— Work order 1 —
Extract the passage of the legal opinion from "In connection with the foregoing, I, or" to "set forth below." without changing a word.

-.-.-

In connection with the foregoing, I, or others who report to me, have examined such records, documents and proceedings as we have deemed relevant as a basis for the opinion expressed herein. We have also examined the originals, or duplicates or certified or conformed copies, of such corporate records, minutes, agreements, documents and other instruments and have made such other investigations as we have deemed relevant and necessary in connection with the opinion set forth below.

In making such examination and in rendering the opinion set forth below, we have assumed without verification the genuineness of all signatures, the authenticity of all documents submitted to us as originals, the conformity to original documents of all documents submitted to us as duplicates or certified or conformed copies, and the authenticity of the originals of such latter documents, and the legal capacity of all individuals executing any of the foregoing documents. We have also assumed the Merger (as defined in the Merger Agreement) will be consummated in accordance with the terms of the Merger Agreement, without waiver of any condition, or amendment or waiver of any other term, relevant to the subject matter of this opinion.

Based on and subject to the foregoing, and subject to the qualifications, assumptions and limitations stated herein, it is my opinion that:

(1) When the Registration Statement has become effective under the Securities Act and the Common Shares have been duly issued and delivered as provided in the Merger Agreement, as contemplated by the Registration Statement, the Common Shares will be validly issued, fully paid and nonassessable.

(2) When the Registration Statement has become effective under the Securities Act, articles of amendment to the Articles of Incorporation of the Corporation with respect to the Preferred Stock substantially in the form filed as an exhibit to the Registration Statement have been duly filed with the Secretary of State of the State of North Carolina and the Preferred Stock has been duly issued and delivered as provided in the Merger Agreement, as contemplated by the Registration Statement, the Preferred Stock will be validly issued, fully paid and nonassessable.

-.-.-

— Work order 2 —
Please copy the records word for word, from their first line to the line with "305L501 315L499 323H506V269L501", including both of those lines.

-.-.-

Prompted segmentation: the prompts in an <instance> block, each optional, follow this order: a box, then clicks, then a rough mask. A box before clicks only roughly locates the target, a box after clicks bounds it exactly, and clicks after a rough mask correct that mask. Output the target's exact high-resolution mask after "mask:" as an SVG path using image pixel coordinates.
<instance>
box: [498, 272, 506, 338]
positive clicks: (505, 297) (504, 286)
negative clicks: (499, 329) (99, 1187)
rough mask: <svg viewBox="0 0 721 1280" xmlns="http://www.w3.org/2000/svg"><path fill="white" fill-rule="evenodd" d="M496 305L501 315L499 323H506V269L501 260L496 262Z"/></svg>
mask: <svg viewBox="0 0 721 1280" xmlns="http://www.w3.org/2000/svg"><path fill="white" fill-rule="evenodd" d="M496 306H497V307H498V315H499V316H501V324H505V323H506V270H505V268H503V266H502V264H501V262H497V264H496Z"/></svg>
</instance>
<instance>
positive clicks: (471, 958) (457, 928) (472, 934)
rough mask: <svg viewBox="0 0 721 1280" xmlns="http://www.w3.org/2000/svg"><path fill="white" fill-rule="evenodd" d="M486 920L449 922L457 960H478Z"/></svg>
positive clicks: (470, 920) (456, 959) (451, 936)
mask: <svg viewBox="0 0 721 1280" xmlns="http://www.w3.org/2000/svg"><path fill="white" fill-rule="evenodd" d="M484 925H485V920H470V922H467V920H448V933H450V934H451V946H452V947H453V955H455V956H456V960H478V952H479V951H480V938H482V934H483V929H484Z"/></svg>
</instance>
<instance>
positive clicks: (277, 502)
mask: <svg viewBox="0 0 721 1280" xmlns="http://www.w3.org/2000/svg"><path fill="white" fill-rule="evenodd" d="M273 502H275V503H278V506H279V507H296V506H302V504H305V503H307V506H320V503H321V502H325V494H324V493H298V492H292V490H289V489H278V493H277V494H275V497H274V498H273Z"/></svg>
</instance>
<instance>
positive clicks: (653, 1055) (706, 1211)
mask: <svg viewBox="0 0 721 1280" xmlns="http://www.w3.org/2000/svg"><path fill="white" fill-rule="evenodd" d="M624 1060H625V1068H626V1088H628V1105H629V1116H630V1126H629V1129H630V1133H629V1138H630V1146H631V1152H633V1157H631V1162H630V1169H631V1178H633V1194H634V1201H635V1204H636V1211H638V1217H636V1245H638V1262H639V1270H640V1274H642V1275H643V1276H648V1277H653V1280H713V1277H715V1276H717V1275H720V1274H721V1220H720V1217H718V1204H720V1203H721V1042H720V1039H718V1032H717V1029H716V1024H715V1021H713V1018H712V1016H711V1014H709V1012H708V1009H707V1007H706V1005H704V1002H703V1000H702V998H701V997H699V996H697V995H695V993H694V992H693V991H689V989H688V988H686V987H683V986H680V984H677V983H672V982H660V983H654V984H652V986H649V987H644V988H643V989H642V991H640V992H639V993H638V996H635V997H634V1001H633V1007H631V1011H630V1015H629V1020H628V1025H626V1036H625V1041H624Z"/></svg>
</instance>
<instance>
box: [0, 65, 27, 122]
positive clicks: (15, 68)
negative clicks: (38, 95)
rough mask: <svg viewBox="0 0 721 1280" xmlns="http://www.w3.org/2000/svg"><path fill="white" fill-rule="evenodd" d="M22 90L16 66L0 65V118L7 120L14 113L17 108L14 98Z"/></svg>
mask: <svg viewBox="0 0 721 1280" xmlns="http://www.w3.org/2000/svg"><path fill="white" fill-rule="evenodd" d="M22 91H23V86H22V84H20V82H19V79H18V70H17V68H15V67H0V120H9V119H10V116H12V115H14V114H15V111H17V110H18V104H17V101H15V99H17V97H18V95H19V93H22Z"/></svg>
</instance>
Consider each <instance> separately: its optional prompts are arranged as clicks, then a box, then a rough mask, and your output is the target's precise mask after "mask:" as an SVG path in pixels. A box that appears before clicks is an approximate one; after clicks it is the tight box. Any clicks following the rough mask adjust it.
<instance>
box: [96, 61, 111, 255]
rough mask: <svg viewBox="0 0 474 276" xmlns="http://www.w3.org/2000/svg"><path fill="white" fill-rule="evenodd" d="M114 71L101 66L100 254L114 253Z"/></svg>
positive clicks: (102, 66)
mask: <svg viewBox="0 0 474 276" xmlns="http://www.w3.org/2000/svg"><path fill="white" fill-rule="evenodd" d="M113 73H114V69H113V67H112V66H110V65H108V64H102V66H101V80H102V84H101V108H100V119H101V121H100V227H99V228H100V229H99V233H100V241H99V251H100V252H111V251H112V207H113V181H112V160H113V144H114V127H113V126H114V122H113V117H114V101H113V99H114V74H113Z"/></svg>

-.-.-

— Written reply 1 —
In connection with the foregoing, I, or others who report to me, have examined such records, documents and proceedings as we have deemed relevant as a basis for the opinion expressed herein. We have also examined the originals, or duplicates or certified or conformed copies, of such corporate records, minutes, agreements, documents and other instruments and have made such other investigations as we have deemed relevant and necessary in connection with the opinion set forth below.

— Written reply 2 —
Prompted segmentation: the prompts in an <instance> block, each optional, follow this order: a box, then clicks, then a rough mask. A box before clicks only roughly locates the target, a box after clicks bounds it exactly, and clicks after a rough mask correct that mask. Output the target's exact high-resolution mask after "mask:" as an SVG path using image pixel coordinates.
<instance>
box: [498, 272, 506, 338]
positive clicks: (505, 297) (504, 286)
negative clicks: (499, 329) (99, 1187)
rough mask: <svg viewBox="0 0 721 1280" xmlns="http://www.w3.org/2000/svg"><path fill="white" fill-rule="evenodd" d="M496 305L501 315L499 323H506V269L501 260L496 262Z"/></svg>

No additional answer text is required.